[Data entries]
::::::::::
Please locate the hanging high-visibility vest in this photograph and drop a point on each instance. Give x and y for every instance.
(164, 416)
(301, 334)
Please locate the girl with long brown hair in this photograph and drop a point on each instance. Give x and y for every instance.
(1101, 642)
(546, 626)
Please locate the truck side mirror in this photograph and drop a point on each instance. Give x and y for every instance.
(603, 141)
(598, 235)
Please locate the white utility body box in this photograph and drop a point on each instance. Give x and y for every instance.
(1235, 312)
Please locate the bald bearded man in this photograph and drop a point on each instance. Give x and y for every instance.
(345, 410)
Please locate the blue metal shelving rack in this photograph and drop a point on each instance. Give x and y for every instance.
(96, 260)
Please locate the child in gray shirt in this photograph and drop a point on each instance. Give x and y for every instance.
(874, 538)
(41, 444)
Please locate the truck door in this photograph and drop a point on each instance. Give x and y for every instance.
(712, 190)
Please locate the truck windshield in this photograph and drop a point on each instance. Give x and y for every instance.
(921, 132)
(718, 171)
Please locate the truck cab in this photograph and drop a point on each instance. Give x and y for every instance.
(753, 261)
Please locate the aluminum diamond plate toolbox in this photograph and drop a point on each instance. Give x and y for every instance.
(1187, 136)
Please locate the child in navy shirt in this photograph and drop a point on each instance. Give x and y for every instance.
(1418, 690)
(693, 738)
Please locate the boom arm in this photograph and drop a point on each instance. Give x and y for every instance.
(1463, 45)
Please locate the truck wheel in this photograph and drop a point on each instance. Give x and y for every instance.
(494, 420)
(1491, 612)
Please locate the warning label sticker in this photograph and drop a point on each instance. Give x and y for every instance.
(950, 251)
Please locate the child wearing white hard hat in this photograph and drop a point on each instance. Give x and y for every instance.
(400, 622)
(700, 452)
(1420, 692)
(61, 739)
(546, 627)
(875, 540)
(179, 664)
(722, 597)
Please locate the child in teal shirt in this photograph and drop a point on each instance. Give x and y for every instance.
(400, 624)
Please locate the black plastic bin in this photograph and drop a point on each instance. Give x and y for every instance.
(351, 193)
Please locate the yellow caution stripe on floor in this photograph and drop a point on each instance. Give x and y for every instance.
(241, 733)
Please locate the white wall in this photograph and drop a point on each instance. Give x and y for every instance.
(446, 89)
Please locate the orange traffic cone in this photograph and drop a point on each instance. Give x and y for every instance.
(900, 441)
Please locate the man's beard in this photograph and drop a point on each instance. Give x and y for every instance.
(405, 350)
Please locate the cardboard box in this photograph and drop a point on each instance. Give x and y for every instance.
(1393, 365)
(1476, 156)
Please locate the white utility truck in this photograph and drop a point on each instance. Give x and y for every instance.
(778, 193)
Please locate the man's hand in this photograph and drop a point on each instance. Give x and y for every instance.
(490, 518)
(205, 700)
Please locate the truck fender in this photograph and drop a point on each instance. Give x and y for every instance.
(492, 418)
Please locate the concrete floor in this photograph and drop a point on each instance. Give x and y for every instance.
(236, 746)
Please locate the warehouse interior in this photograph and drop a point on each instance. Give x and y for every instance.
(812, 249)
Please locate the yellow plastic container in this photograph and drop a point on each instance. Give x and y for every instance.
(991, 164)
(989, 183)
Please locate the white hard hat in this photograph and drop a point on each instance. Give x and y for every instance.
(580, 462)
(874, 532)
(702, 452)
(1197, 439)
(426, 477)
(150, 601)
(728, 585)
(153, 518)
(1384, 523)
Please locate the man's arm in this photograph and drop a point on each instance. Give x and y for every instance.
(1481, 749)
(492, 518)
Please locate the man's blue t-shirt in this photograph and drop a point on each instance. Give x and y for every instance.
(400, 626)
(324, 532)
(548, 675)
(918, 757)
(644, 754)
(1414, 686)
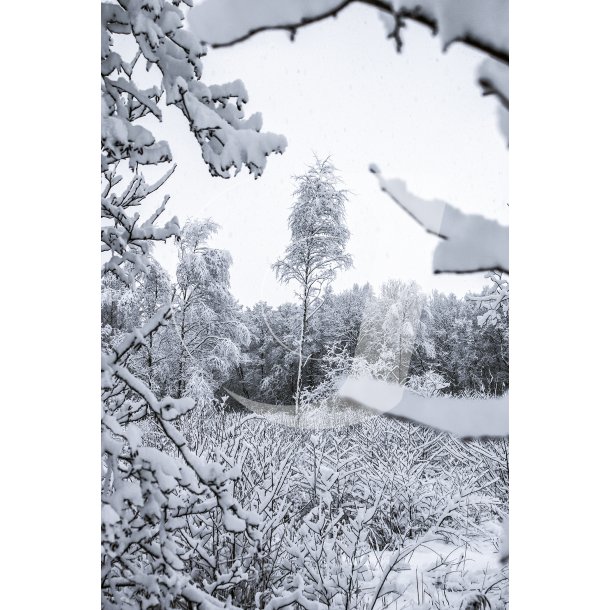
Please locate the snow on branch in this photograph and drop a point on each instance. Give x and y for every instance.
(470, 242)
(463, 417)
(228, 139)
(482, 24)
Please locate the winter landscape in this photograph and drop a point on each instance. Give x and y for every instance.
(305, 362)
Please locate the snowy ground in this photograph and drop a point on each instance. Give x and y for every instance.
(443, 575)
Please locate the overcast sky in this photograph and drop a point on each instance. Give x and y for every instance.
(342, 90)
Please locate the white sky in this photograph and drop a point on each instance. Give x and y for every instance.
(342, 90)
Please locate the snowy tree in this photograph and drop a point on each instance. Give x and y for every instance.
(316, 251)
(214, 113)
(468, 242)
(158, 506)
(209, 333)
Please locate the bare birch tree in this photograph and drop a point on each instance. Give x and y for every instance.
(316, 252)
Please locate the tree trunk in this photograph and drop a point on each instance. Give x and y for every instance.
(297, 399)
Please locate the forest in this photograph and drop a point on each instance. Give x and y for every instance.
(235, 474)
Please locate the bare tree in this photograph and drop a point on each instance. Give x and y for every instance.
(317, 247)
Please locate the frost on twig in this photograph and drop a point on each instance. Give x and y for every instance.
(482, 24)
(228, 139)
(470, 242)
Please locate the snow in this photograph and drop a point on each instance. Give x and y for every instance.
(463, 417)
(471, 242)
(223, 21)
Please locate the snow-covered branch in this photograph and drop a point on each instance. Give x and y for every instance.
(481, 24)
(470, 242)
::::::::::
Recast all the rows above as a numbered list with blank lines omitted, and don't include the pictures in your answer.

EXPECTED ANSWER -
1. Please locate the hanging high-visibility vest in this photograph and drop a point on each instance. Give x and y for every instance.
2. (164, 416)
3. (301, 334)
4. Please locate the girl with long brown hair in this photograph and drop a point on each instance. Give x and y for every instance.
5. (1101, 642)
6. (546, 626)
7. Please locate the truck side mirror in this photograph and drop a point on each instance. Give x and y for every instance.
8. (603, 141)
9. (598, 235)
10. Please locate the white utility body box in this photograph and drop a point on each instance. Give x and y for every instance.
11. (1235, 312)
12. Please locate the bald bearded man in this photograph and drop a point on each instance. Give x and y for every instance.
13. (345, 410)
14. Please locate the blue metal shelving rack in this photograph and drop a point on each instance. Give x and y for every instance.
15. (96, 260)
16. Please locate the child in gray shirt in this photograph and drop a point on each instance. Give x and y for every instance.
17. (874, 538)
18. (41, 444)
19. Please locate the truck door in this photograph and drop a point on each instance. Give x and y for every instance.
20. (712, 190)
21. Please locate the truck windshield in this photograph and drop a point on each instance. Give x and y for every instance.
22. (921, 132)
23. (718, 171)
24. Please locate the truck cab in this photograph and drop a point on each instance. Give x and y for every instance.
25. (753, 261)
26. Please locate the aluminum diamond plate toolbox in this photograph and drop a point on each instance. Give x and y for every instance.
27. (1187, 136)
28. Please locate the child in navy shirt in this photograph and drop a point on each instance. Give x and y for every instance.
29. (1418, 690)
30. (693, 738)
31. Please locate the boom arm in this photograph and drop a point on each instance. Give x and y for every instance.
32. (1463, 45)
33. Please locate the truck wheel in this photograph and drop a point on each instance. Give x and y for every instance.
34. (494, 420)
35. (1491, 612)
36. Please locate the warning label sticker in this photograph and drop a point on each instance. Give x and y for every instance.
37. (950, 251)
38. Please locate the child wearing white hard hat in this photograph and drop a point on each instance. Give x and y for every instance.
39. (400, 622)
40. (700, 452)
41. (1420, 692)
42. (61, 739)
43. (546, 627)
44. (875, 540)
45. (179, 664)
46. (722, 597)
47. Please locate the child in teal shirt in this photograph and drop a point on each instance. Give x and y for every instance.
48. (400, 624)
49. Please locate the black plastic bin in this photograph and drop a point on each instance. Give x and y for every instance.
50. (351, 193)
51. Please locate the yellow caution stripe on floor in this photograph and drop a point on each instance. Give x and y for every instance.
52. (241, 733)
53. Please locate the white wall in this photograph and drop a point on each instance. Give x and y for every instance.
54. (446, 89)
55. Please locate the orange traffic cone in this photograph and drop a point on each instance. Give x and y for every instance.
56. (900, 441)
57. Please locate the man's beard in this photograph and drop a point on each instance. Give x and y for every instance.
58. (405, 350)
59. Please locate the cardboard box in this photograph and drop a point on each instance. Give x and y for every instance.
60. (1393, 365)
61. (1476, 156)
62. Please locate the white utility truck in this photograph and drop a point on each instance. Give x and y for every instance.
63. (778, 193)
64. Please locate the man's hand in this photograph and drop a point on each instance. Give x and y for every instance.
65. (490, 518)
66. (205, 700)
67. Please locate the truck fender in this photograph and drop a point on each instance. Give x and y for every instance.
68. (492, 418)
69. Please locate the concrete floor in this photograph and drop a point on each instance. Give x and y for every instance.
70. (236, 746)
71. Please locate the warehouse interior in this photograph and drop a point on each instance. Give x and y for every instance.
72. (812, 249)
73. Please locate the yellow plastic container in this photograph and drop a point on each instance. Give x and y for every instance.
74. (991, 164)
75. (989, 183)
76. Please locate the white hard hat in this photograph and drop a point on each instance. Give x and y for every instance.
77. (580, 462)
78. (874, 532)
79. (702, 452)
80. (1197, 439)
81. (426, 477)
82. (150, 601)
83. (728, 585)
84. (153, 518)
85. (1384, 523)
86. Please locate the man's arm in this photograph and drop a point on each instance. Give x and y for every instance.
87. (1481, 749)
88. (492, 518)
89. Please locate the man's blue t-shirt in this photograph and drop a point on each instance. Give x and y for every instance.
90. (400, 626)
91. (324, 532)
92. (548, 675)
93. (918, 757)
94. (644, 754)
95. (1414, 686)
96. Please locate the snow on branch in this photograph and drop a point on each instance. Give x and y for every instance.
97. (470, 242)
98. (463, 417)
99. (228, 139)
100. (482, 24)
101. Please locate the winter landscape in this photograph and drop a point on each instance. Give x and y for every instance.
102. (305, 362)
103. Please locate the snowy ground in this photograph and drop a point on each instance. Give x and y for every instance.
104. (443, 575)
105. Please locate the overcast sky in this photograph and drop a point on each instance. Give x and y for every instance.
106. (342, 90)
107. Please locate the white sky in this photograph and drop a point on each instance. Give x and y for every instance.
108. (342, 90)
109. Please locate the snowy tree in this photograph and drop a point on each instance. Give x and y for every instance.
110. (316, 251)
111. (214, 113)
112. (468, 242)
113. (158, 506)
114. (209, 333)
115. Please locate the bare birch tree in this photograph and drop a point on each instance. Give x and y for every instance.
116. (316, 252)
117. Please locate the tree trunk in this photograph and drop a point on each instance. Give x and y for every instance.
118. (297, 399)
119. Please locate the forest in this photograph and drop a point on each instance. Give x and y for every instance.
120. (235, 474)
121. Please locate the bare tree in this photograph and drop a point on each instance. Give x and y for every instance.
122. (317, 247)
123. Please locate the frost on twig in this photograph and drop a point on each instance. Give x and y for every instance.
124. (482, 24)
125. (228, 139)
126. (470, 242)
127. Please locate the snow in this photograph and drop a point on each instance. Give x and y for every instance.
128. (463, 417)
129. (471, 242)
130. (223, 21)
131. Please locate the snow-covered branch in this photograph and drop a point on each instance. Give x and y for every instance.
132. (481, 24)
133. (470, 242)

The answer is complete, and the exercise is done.